## Text passage
○ ○ ○ ○ ○

A French composer who writes no ballets is like an Italian composer who has no interest for the opera. None of the works of François Couperin was intended for the stage; nothing was written for orchestra-and yet his contemporaries admired him as organist, harpsichordist, composer and teacher. Descendents term his contribution the "sum of French music".
The respected office of organist at St. Gervais was reserved as early as 1679 for the eleven-year-old upon the death of his father Charles. His uncle Louis Couperin had already been active at this church; the nephew assumed (entered upon the office at seventeen). Five years later he published his two masses for organ, which established the fame of the composer. Upon taking the position as organist at the Chapelle du roy in Versailles in 1693, he attained the external peak of his career. Spending his entire life in Paris, he was to become not only teacher to the royal family, but also mentor to a generation of French musicians. The fruits of Couperin's pedagogic engagement were made manifest in 1716 with the publication of the Art de toucher le clavecin, which he dedicated to the young Louis XV. Bach used this theoretical work, the knowledge of which is the foundation of the study and performance of French music for harpsichord, without which, however, the interpretation of German music in the French style must remain inadequate.
The life of the organist and harpsichordist at Versailles passed without crucial turning points. Similar to Bach, Couperin concentrated during the last twenty years of his life on the collection and accurate editing of his works. His work is easily surveyable. Several motets along with some “versets", a few elevations, and above all the late, very expressive Lamentations of Jeremias comprise the entire extant body of sacred music. The chamber music consists mainly trios, the older of which being in the Italian style of sonatas for 2 violins and basso continuo.The younger vary in orchestration and attempt in their language to combine Italian and French styles. The title of a collection from 1724 is typical: Les Goûts réunis. Also in the field of chamber music a late work comes to represent a culmination; the Pièces de viole (1728), written for the less and less used viola da gamba.
Even during Couperin’s lifetime, the Pièces de clavecin enjoyed a wide popularity. The “ordres" of the published pieces in four books correspond only remotely to the stricter forms of the suites as they were composed in Germany. They are for the most part collected works which were preferred in earlier periods and from which the performer might chose. Although Couperin used in the fifth ordre the traditional plan with the series Allemande, Courante, Sarabande and Gigue, the movements are nevertheless often individual portraits rather than parts of a larger context. In the seventh ordre the poetic pictures are ordered entirely one after the other, possessing little suggestive painting and having usually short and clear musical forms, dance-like, with a floating lightness even where the dark registers of the harpsichord are preferred. In each of these movements Couperin has, as he wrote, an "objet" which he continually repeated or transformed. Thus the metamorphoses of a musical idea can be found in the numerous Rondeaux, as well as in the forms of the Chaconne.They reflect ideally the wish for a "unité de sentiment" of the French art.
The elegance of all these Pièces recall the model of the seventeenth-century French lutenists who influenced so permanently the harpsichord style. The tendency to arpeggi and free passages becomes especially evident in those seemingly improvised Préludes of the Art de toucher, which Couperin intended as introduction for his "ordres”. Even his contemporaries recognized that Couperin was the counterpart to a cold virtuoso, as he appears sometimes in interpretations. The author of a work which mirrors the brilliant superfluousness of French art and nonetheless is capable of producing deeply expressive sounds speaks about this himself: "... I confess in all seriousness that I love rnuch more that which moves me than that which surprises me".

○ ○ ○ ○ ○

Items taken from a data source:

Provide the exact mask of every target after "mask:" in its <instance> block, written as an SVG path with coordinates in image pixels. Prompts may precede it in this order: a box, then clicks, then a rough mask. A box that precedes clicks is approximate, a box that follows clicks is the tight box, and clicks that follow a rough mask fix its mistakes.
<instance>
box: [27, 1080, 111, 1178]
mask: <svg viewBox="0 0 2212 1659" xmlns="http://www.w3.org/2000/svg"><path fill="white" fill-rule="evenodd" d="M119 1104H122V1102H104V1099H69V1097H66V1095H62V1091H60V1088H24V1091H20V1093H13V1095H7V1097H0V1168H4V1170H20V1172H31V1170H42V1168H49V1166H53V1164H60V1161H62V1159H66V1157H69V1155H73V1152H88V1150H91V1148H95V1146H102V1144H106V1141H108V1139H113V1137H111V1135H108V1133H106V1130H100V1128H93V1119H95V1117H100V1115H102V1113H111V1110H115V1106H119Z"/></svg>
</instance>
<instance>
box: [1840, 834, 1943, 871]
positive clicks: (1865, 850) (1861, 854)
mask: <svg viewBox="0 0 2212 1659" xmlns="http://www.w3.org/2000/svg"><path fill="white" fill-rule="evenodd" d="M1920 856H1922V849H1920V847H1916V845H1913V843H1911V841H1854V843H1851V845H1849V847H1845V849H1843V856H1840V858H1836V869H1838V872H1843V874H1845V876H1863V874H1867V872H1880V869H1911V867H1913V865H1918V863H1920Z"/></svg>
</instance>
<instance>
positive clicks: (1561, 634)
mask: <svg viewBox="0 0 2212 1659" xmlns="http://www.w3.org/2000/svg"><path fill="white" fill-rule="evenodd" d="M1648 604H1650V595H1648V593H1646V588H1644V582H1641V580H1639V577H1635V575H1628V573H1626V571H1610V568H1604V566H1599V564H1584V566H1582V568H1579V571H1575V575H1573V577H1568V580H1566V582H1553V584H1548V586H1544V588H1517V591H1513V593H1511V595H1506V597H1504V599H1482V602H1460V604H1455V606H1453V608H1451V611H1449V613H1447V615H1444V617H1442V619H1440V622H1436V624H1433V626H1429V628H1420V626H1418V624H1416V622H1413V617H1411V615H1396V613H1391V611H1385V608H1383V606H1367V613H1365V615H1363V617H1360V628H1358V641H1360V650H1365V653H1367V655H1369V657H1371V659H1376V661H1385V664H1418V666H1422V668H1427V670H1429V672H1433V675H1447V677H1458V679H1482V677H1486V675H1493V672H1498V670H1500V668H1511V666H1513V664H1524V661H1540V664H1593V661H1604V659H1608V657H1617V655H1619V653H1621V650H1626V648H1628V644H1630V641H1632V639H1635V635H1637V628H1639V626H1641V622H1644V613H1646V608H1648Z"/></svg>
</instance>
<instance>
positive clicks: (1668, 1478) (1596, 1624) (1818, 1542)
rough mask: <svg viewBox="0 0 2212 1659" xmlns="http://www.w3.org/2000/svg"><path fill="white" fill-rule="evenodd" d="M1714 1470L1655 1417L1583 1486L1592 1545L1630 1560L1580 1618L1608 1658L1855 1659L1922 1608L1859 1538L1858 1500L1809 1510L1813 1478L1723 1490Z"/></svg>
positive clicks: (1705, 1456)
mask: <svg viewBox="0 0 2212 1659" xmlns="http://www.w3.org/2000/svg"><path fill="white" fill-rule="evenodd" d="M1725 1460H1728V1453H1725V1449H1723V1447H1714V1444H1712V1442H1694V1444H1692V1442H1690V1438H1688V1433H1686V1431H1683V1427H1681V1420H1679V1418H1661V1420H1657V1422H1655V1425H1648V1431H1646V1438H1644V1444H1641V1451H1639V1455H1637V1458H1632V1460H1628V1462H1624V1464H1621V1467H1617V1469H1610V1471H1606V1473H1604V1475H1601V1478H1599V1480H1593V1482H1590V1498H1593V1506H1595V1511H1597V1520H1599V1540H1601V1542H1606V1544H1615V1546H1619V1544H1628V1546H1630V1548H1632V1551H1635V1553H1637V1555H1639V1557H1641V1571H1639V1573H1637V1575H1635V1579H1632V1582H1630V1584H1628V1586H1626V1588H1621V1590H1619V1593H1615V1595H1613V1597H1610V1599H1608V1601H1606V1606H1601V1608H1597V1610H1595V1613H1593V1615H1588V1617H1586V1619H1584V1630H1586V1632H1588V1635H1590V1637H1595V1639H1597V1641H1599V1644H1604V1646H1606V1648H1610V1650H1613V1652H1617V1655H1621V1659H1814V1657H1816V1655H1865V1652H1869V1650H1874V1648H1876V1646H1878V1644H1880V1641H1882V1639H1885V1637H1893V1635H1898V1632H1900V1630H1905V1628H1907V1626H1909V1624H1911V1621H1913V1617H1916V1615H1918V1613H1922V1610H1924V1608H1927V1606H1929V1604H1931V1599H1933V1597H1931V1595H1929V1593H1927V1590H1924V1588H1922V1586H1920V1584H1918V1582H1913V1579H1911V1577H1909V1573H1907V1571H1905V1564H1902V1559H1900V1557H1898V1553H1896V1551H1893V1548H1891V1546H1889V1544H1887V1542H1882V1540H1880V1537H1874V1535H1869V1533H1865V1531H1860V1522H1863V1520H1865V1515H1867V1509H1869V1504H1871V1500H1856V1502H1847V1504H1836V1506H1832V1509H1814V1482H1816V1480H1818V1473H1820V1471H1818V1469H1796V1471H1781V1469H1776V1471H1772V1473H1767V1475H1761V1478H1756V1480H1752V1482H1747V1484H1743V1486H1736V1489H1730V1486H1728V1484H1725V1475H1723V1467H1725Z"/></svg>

○ ○ ○ ○ ○

## What this exercise asks
1 - In what year, according to the Couperin passage, did he become organist at the Chapelle du roy in Versailles?
2 - Reproduce the Couperin passage word for word from "The life of" to "viola da gamba.".
These records have no connection to the Couperin passage.

## Exercise answers
1 - 1693

2 -
The life of the organist and harpsichordist at Versailles passed without crucial turning points. Similar to Bach, Couperin concentrated during the last twenty years of his life on the collection and accurate editing of his works. His work is easily surveyable. Several motets along with some “versets", a few elevations, and above all the late, very expressive Lamentations of Jeremias comprise the entire extant body of sacred music. The chamber music consists mainly trios, the older of which being in the Italian style of sonatas for 2 violins and basso continuo.The younger vary in orchestration and attempt in their language to combine Italian and French styles. The title of a collection from 1724 is typical: Les Goûts réunis. Also in the field of chamber music a late work comes to represent a culmination; the Pièces de viole (1728), written for the less and less used viola da gamba.